> Challenge
Retype all of the data exactly as given.

> Data to use
•••••
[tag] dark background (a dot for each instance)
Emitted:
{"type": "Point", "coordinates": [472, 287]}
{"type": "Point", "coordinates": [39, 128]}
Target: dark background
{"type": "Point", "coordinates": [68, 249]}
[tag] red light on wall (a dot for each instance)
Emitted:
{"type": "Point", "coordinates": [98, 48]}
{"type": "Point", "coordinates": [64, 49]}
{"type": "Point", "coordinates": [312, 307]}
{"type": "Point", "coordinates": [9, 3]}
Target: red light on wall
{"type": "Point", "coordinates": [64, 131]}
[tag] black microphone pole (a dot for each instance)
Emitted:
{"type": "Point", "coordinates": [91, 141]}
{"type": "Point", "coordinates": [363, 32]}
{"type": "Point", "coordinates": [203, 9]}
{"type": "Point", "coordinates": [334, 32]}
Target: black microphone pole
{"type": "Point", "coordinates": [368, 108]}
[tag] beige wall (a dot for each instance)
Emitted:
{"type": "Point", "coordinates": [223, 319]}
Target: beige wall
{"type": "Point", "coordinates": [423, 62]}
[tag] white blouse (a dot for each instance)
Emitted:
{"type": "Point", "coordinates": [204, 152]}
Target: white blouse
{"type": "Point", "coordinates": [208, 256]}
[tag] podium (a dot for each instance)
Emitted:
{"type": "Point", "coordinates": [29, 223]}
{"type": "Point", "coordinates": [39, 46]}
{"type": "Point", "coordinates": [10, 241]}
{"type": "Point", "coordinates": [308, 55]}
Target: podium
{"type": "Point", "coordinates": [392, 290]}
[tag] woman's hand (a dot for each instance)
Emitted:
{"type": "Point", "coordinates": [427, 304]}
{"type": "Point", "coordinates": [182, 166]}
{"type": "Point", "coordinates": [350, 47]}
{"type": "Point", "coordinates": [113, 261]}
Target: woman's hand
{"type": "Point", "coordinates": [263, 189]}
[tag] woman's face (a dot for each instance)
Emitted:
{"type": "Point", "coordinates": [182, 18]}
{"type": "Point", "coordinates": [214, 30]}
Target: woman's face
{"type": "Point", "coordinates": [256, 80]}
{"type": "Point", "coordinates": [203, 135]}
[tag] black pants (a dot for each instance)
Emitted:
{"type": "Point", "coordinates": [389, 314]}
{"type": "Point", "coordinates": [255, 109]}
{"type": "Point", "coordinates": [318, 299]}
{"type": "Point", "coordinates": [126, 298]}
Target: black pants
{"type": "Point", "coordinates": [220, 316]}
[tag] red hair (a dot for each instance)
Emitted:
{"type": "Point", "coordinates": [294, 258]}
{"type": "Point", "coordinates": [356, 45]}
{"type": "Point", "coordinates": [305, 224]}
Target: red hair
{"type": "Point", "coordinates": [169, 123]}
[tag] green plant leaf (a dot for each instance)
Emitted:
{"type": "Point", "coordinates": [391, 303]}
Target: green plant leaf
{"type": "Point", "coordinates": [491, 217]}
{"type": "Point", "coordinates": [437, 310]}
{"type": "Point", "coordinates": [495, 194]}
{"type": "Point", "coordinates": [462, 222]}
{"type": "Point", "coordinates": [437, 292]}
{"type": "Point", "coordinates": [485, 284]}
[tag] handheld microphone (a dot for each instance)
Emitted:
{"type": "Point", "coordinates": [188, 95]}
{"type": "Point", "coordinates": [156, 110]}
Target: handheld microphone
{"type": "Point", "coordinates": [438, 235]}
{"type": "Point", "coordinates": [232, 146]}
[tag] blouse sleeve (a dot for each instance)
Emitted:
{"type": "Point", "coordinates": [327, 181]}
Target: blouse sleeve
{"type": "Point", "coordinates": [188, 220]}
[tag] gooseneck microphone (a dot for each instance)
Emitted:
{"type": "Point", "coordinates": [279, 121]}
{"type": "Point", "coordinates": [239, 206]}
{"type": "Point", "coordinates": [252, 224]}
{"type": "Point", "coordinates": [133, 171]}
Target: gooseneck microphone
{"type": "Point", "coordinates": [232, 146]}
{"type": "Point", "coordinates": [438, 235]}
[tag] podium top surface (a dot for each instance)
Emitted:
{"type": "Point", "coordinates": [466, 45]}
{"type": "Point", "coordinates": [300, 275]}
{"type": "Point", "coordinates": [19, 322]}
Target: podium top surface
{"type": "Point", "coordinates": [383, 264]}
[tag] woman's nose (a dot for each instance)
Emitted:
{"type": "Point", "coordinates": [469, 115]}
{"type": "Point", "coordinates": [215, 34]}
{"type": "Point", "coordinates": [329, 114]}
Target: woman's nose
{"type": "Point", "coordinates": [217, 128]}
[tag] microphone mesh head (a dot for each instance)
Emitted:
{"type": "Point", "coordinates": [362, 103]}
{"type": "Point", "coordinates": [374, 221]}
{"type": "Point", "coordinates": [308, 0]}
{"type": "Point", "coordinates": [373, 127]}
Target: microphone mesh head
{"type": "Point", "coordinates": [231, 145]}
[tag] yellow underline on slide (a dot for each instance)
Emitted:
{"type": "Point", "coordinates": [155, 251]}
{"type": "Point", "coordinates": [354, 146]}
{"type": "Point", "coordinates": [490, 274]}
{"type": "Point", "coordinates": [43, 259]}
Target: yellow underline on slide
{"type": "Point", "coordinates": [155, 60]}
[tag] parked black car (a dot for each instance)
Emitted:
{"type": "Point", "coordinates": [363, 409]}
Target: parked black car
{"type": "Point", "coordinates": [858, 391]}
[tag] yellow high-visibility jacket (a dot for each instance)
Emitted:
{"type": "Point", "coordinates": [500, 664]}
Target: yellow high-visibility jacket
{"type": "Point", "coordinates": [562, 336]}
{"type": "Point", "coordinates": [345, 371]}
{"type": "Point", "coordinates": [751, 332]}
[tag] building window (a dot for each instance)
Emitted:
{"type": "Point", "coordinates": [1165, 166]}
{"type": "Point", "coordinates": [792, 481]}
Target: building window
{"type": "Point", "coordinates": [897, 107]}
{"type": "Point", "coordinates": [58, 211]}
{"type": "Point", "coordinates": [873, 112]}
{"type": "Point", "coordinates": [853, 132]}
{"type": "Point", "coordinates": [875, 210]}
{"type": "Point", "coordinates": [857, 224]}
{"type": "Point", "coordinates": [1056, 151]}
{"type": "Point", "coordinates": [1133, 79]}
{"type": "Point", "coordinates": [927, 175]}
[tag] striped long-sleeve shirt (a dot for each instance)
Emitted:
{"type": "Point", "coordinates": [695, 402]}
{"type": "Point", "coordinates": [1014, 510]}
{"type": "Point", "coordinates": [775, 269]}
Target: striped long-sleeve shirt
•••••
> Solved problem
[tag] dark background (a dot for each instance)
Emitted:
{"type": "Point", "coordinates": [472, 287]}
{"type": "Point", "coordinates": [39, 128]}
Target: dark background
{"type": "Point", "coordinates": [68, 249]}
[tag] red light on wall (a dot for each instance)
Emitted:
{"type": "Point", "coordinates": [98, 48]}
{"type": "Point", "coordinates": [64, 49]}
{"type": "Point", "coordinates": [312, 307]}
{"type": "Point", "coordinates": [9, 3]}
Target: red light on wall
{"type": "Point", "coordinates": [64, 131]}
[tag] black microphone pole (a dot for each instance)
Emitted:
{"type": "Point", "coordinates": [91, 141]}
{"type": "Point", "coordinates": [363, 32]}
{"type": "Point", "coordinates": [203, 9]}
{"type": "Point", "coordinates": [334, 32]}
Target: black microphone pole
{"type": "Point", "coordinates": [368, 108]}
[tag] beige wall (a dot for each instance)
Emitted:
{"type": "Point", "coordinates": [223, 319]}
Target: beige wall
{"type": "Point", "coordinates": [423, 62]}
[tag] white blouse (a dot for each instance)
Emitted:
{"type": "Point", "coordinates": [204, 152]}
Target: white blouse
{"type": "Point", "coordinates": [208, 256]}
[tag] podium (a dot for each instance)
Emitted:
{"type": "Point", "coordinates": [29, 223]}
{"type": "Point", "coordinates": [39, 46]}
{"type": "Point", "coordinates": [10, 241]}
{"type": "Point", "coordinates": [308, 55]}
Target: podium
{"type": "Point", "coordinates": [392, 290]}
[tag] woman's hand (a dot for each instance)
Emitted:
{"type": "Point", "coordinates": [427, 304]}
{"type": "Point", "coordinates": [182, 166]}
{"type": "Point", "coordinates": [350, 47]}
{"type": "Point", "coordinates": [113, 261]}
Target: woman's hand
{"type": "Point", "coordinates": [263, 189]}
[tag] woman's face (a dot for each instance)
Emitted:
{"type": "Point", "coordinates": [182, 18]}
{"type": "Point", "coordinates": [214, 30]}
Target: woman's face
{"type": "Point", "coordinates": [256, 80]}
{"type": "Point", "coordinates": [203, 135]}
[tag] black pants (a dot for each instance)
Emitted:
{"type": "Point", "coordinates": [389, 314]}
{"type": "Point", "coordinates": [255, 109]}
{"type": "Point", "coordinates": [318, 299]}
{"type": "Point", "coordinates": [126, 298]}
Target: black pants
{"type": "Point", "coordinates": [220, 316]}
[tag] red hair (a dot for each instance)
Emitted:
{"type": "Point", "coordinates": [294, 258]}
{"type": "Point", "coordinates": [356, 45]}
{"type": "Point", "coordinates": [305, 224]}
Target: red hair
{"type": "Point", "coordinates": [169, 123]}
[tag] green plant leaf (a dot for each instance)
Emitted:
{"type": "Point", "coordinates": [391, 303]}
Target: green plant leaf
{"type": "Point", "coordinates": [491, 217]}
{"type": "Point", "coordinates": [437, 310]}
{"type": "Point", "coordinates": [495, 194]}
{"type": "Point", "coordinates": [462, 222]}
{"type": "Point", "coordinates": [437, 292]}
{"type": "Point", "coordinates": [485, 284]}
[tag] handheld microphone (a dot for each instance)
Emitted:
{"type": "Point", "coordinates": [188, 95]}
{"type": "Point", "coordinates": [156, 110]}
Target: handheld microphone
{"type": "Point", "coordinates": [438, 235]}
{"type": "Point", "coordinates": [232, 146]}
[tag] blouse sleeve (a dot for each instance)
Emitted:
{"type": "Point", "coordinates": [327, 181]}
Target: blouse sleeve
{"type": "Point", "coordinates": [188, 220]}
[tag] gooseneck microphone (a dot for each instance)
Emitted:
{"type": "Point", "coordinates": [279, 121]}
{"type": "Point", "coordinates": [239, 206]}
{"type": "Point", "coordinates": [252, 224]}
{"type": "Point", "coordinates": [133, 171]}
Target: gooseneck microphone
{"type": "Point", "coordinates": [232, 146]}
{"type": "Point", "coordinates": [438, 235]}
[tag] podium top surface (a dot for each instance)
Emitted:
{"type": "Point", "coordinates": [466, 45]}
{"type": "Point", "coordinates": [300, 275]}
{"type": "Point", "coordinates": [19, 322]}
Target: podium top surface
{"type": "Point", "coordinates": [383, 264]}
[tag] woman's nose (a dot for each instance)
Emitted:
{"type": "Point", "coordinates": [469, 115]}
{"type": "Point", "coordinates": [215, 34]}
{"type": "Point", "coordinates": [329, 114]}
Target: woman's nose
{"type": "Point", "coordinates": [217, 128]}
[tag] microphone mesh head (a dot for each instance)
Emitted:
{"type": "Point", "coordinates": [362, 103]}
{"type": "Point", "coordinates": [374, 221]}
{"type": "Point", "coordinates": [308, 0]}
{"type": "Point", "coordinates": [373, 127]}
Target: microphone mesh head
{"type": "Point", "coordinates": [231, 145]}
[tag] yellow underline on slide (a dot for each instance)
Emitted:
{"type": "Point", "coordinates": [155, 251]}
{"type": "Point", "coordinates": [354, 146]}
{"type": "Point", "coordinates": [490, 274]}
{"type": "Point", "coordinates": [43, 259]}
Target: yellow underline on slide
{"type": "Point", "coordinates": [155, 60]}
[tag] parked black car (a dot for each instance)
Emitted:
{"type": "Point", "coordinates": [363, 409]}
Target: parked black car
{"type": "Point", "coordinates": [858, 391]}
[tag] yellow high-visibility jacket (a dot for each instance)
Emitted:
{"type": "Point", "coordinates": [500, 664]}
Target: yellow high-visibility jacket
{"type": "Point", "coordinates": [562, 336]}
{"type": "Point", "coordinates": [345, 371]}
{"type": "Point", "coordinates": [751, 332]}
[tag] building window (a dot for each instance)
Emitted:
{"type": "Point", "coordinates": [1165, 166]}
{"type": "Point", "coordinates": [792, 481]}
Target: building window
{"type": "Point", "coordinates": [897, 107]}
{"type": "Point", "coordinates": [58, 211]}
{"type": "Point", "coordinates": [873, 112]}
{"type": "Point", "coordinates": [853, 132]}
{"type": "Point", "coordinates": [875, 210]}
{"type": "Point", "coordinates": [857, 224]}
{"type": "Point", "coordinates": [1056, 151]}
{"type": "Point", "coordinates": [1133, 79]}
{"type": "Point", "coordinates": [927, 175]}
[tag] striped long-sleeve shirt (a dot for each instance)
Emitted:
{"type": "Point", "coordinates": [695, 402]}
{"type": "Point", "coordinates": [1014, 510]}
{"type": "Point", "coordinates": [775, 269]}
Target: striped long-sleeve shirt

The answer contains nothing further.